— Start —

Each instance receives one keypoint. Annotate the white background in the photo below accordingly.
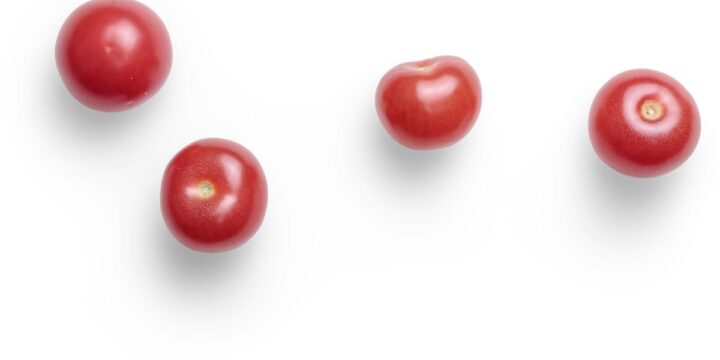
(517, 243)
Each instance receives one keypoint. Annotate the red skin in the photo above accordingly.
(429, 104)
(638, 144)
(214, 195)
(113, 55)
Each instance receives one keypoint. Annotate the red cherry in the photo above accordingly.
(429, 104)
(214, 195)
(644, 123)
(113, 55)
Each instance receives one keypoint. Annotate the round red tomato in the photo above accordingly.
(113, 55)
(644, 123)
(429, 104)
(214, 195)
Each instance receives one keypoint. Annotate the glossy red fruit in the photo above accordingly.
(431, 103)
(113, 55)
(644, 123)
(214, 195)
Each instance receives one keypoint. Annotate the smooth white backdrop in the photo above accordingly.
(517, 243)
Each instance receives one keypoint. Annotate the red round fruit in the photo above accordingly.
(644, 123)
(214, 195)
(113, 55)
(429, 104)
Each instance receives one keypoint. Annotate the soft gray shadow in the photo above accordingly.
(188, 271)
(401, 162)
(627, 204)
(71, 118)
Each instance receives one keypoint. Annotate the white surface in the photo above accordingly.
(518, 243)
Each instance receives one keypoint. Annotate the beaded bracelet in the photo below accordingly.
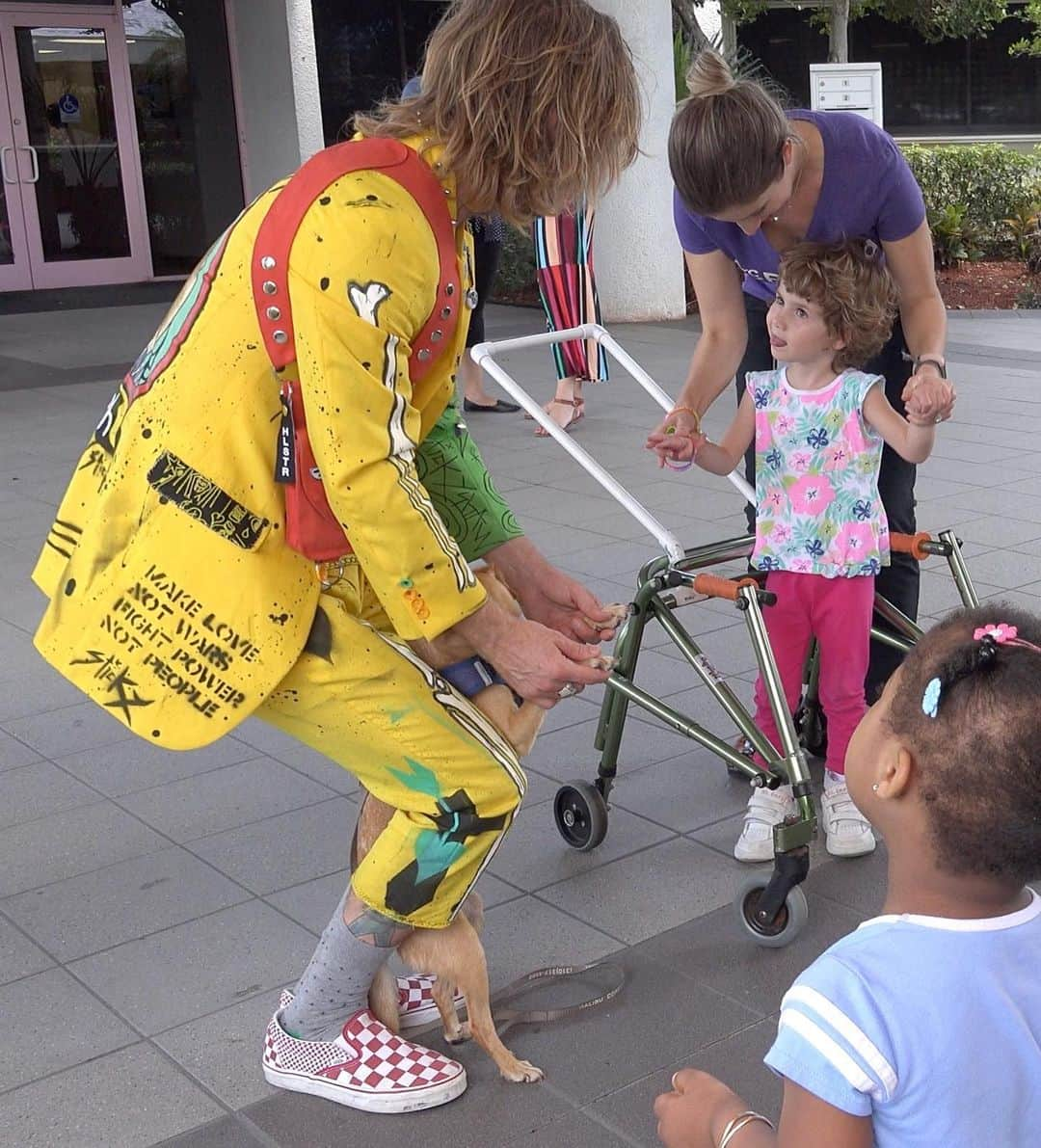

— End —

■ What is being asked
Rewrite all of the material above with "Annotate" replaced by "Mark" and everything else unchanged. Leave the pictures out of your answer.

■ Task solution
Each instance receives one keypoint. Mark the white background in the photo below accordingly.
(517, 243)
Each instance receives one keypoint. Mark the red skin in the photo above accordingly.
(429, 104)
(638, 144)
(214, 195)
(113, 55)
Each instance receives one keypoint. Mark the red cherry in the photo above accordingly.
(429, 104)
(214, 195)
(644, 123)
(113, 55)
Each instance receives one keypoint. Mark the round red tomato in the photo above accordingly.
(113, 55)
(644, 123)
(429, 104)
(214, 195)
Each instance receives one keypoint. Mark the glossy red fruit in the photo above accordingly.
(431, 103)
(113, 55)
(644, 123)
(214, 195)
Each instance receives one keypoint. Mark the smooth white backdrop in the photo above accordingly.
(517, 243)
Each instance receives one keypoint. Mark the red round fruit in the photo above accordingly.
(644, 123)
(214, 195)
(113, 55)
(429, 104)
Each instance receives one keypoint. Mark the soft gray shadow in the photo above accordingly.
(188, 271)
(401, 162)
(627, 204)
(71, 118)
Each instance receives one keypoint. Mark the white surface in the photo above accordingly.
(518, 243)
Each instance receives one keypoint. Mark the beaded bracelet in the photo below accordingly.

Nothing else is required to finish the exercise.